REQUEST => Write out every row below word for word, leaving out the picture.

(Entries drawn from a collection)
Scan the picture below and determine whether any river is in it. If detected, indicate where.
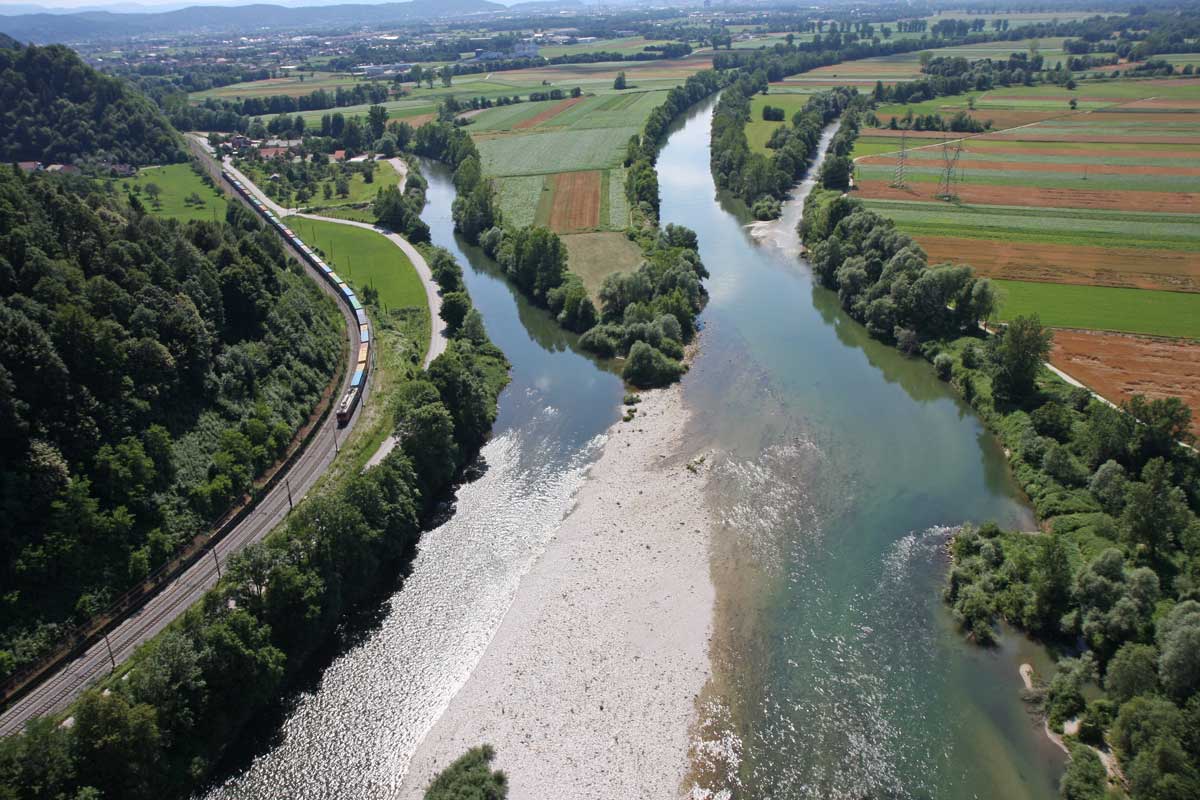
[206,102,1062,800]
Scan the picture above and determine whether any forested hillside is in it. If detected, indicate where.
[0,167,342,678]
[0,44,184,166]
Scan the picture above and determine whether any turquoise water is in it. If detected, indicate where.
[659,100,1062,799]
[205,106,1062,800]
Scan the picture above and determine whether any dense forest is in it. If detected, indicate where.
[0,201,508,800]
[800,128,1200,800]
[0,44,185,168]
[0,167,343,676]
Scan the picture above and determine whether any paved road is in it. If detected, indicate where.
[224,153,449,468]
[0,139,371,736]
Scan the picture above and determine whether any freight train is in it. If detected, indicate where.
[221,169,371,427]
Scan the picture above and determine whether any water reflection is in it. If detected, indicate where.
[659,97,1061,799]
[198,155,623,800]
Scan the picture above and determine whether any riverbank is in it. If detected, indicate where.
[400,385,714,800]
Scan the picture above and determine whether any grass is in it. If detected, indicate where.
[116,164,229,222]
[287,217,431,340]
[746,92,809,154]
[866,200,1200,251]
[240,161,400,209]
[496,175,546,228]
[995,281,1200,339]
[475,127,638,176]
[563,231,642,308]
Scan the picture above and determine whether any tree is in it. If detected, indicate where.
[990,314,1054,403]
[1158,600,1200,700]
[1121,458,1190,559]
[367,106,388,142]
[1104,642,1158,704]
[438,291,470,336]
[425,745,509,800]
[71,692,160,799]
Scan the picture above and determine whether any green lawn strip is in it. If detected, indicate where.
[994,279,1200,339]
[116,164,229,222]
[475,127,638,176]
[866,200,1200,249]
[856,163,1200,192]
[529,175,554,227]
[908,149,1200,169]
[287,217,431,345]
[470,100,559,132]
[496,175,546,228]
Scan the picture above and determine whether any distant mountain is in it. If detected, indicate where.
[0,0,505,43]
[0,44,184,166]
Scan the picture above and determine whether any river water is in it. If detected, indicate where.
[205,97,1062,800]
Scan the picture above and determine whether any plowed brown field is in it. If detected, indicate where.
[858,180,1200,213]
[550,169,600,234]
[859,154,1200,175]
[919,236,1200,291]
[1050,330,1200,433]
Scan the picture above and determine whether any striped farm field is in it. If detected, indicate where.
[550,169,601,234]
[475,127,638,176]
[995,279,1200,339]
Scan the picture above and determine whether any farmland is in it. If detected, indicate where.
[116,164,228,222]
[287,217,431,331]
[853,65,1200,417]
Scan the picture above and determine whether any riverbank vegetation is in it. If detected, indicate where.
[0,168,342,676]
[0,179,508,798]
[802,158,1200,800]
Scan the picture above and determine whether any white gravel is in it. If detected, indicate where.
[400,386,714,800]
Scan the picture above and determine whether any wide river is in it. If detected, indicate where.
[205,102,1062,800]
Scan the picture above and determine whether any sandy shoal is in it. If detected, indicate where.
[400,385,714,800]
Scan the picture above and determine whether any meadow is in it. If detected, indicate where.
[286,216,431,335]
[116,164,229,222]
[996,281,1200,339]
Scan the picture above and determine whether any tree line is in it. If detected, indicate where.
[800,113,1200,800]
[0,168,341,678]
[0,44,185,168]
[0,214,508,799]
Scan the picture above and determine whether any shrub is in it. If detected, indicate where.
[623,342,683,389]
[934,353,954,380]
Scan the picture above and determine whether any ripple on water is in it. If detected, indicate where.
[205,408,604,800]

TASK ANSWER =>
Scan the picture below and determine whether any river is in it. If detected, indicate where.
[206,102,1062,800]
Scan the picture above and determine whether any forested hillside is in it. If detected, indicate where.
[0,167,342,678]
[0,44,184,166]
Scan the picture above and determine whether any turquoise water is in it. If detected, indicate where.
[659,100,1062,799]
[205,106,1062,800]
Scan the picture above and determine whether any dense forest is in it. If detected, indicate where.
[0,201,508,800]
[800,128,1200,800]
[0,44,185,168]
[0,167,343,676]
Scan the picture above and determine whether any paved road is in it. If detected, indicate where.
[224,153,449,468]
[0,139,371,736]
Scan the picture above and determine whether any freight train is in it. If detected, indicate where.
[221,169,371,427]
Scan the picture above and determine whether any water reflection is in it. If detected, indicate where.
[659,97,1061,799]
[198,155,623,800]
Scan the picture above and determine whether any riverbank is in it. If detected, indicate where.
[400,385,714,800]
Scan the picture above and determine whether any grass is in it. If detected, indicate where.
[116,164,229,222]
[287,217,431,340]
[746,92,809,154]
[866,200,1200,251]
[240,161,400,209]
[496,175,546,228]
[995,281,1200,339]
[475,127,638,176]
[563,231,642,308]
Scan the picture above and determine whether any tree is in it. If detected, indicate where.
[990,314,1054,403]
[1158,600,1200,700]
[1121,458,1190,559]
[367,106,388,142]
[1104,642,1158,704]
[438,291,470,336]
[425,745,509,800]
[71,692,160,799]
Scan the picture above and determine whether any green lawn strip is in it. If detected, indicate where.
[994,279,1200,339]
[116,164,229,222]
[475,127,638,176]
[866,200,1200,249]
[856,163,1200,192]
[529,175,554,227]
[908,149,1200,169]
[287,217,431,345]
[470,100,559,132]
[496,175,546,228]
Scan the picture above and determine whether any distant mountain is in it. If detected, indicate where.
[0,0,505,43]
[0,44,184,166]
Scan the picture above and determine whether any river water is in it. If detected, indicate where.
[205,97,1062,800]
Scan the picture above and determine whether any plowed brown field is in it. If detected, indicate where.
[858,180,1200,213]
[550,169,600,234]
[859,154,1200,175]
[919,236,1200,291]
[1050,330,1200,433]
Scan the picture above and determine whether any striped farm field is in it. If detected, indicate where.
[550,169,601,234]
[475,127,638,176]
[995,279,1200,339]
Scan the picture above and determine whether any farmland is in it. If detected, indicate where.
[116,164,228,222]
[287,217,431,331]
[853,65,1200,417]
Scan the picture above and determine whether any riverbank vegetation is in it. If detected, indicate where.
[0,168,342,676]
[0,179,508,798]
[802,158,1200,800]
Scan the picture above and determine whether any white gravel is in it. If detected, indicate where.
[400,386,714,800]
Scan the picture above and determine whether any wide river is in it. If detected, indicate where.
[205,102,1062,800]
Scan the picture above and determine whether any sandy shoal is in it. If detected, indicate where.
[400,385,714,800]
Scan the picture above and determine whether any meadow is in it. If detected, indicate where.
[286,216,431,335]
[116,164,229,222]
[996,281,1200,339]
Scan the picture above and determine whether any tree line is in it. If detected, indicate where.
[800,113,1200,800]
[0,168,341,678]
[0,44,185,168]
[0,214,508,799]
Scan the picture above and determine whether any shrub is in it. If detected, indicate where.
[623,342,683,389]
[934,353,954,380]
Scan the picture above and determine whether any ripple on water is in it. If detected, indicate where.
[205,408,604,800]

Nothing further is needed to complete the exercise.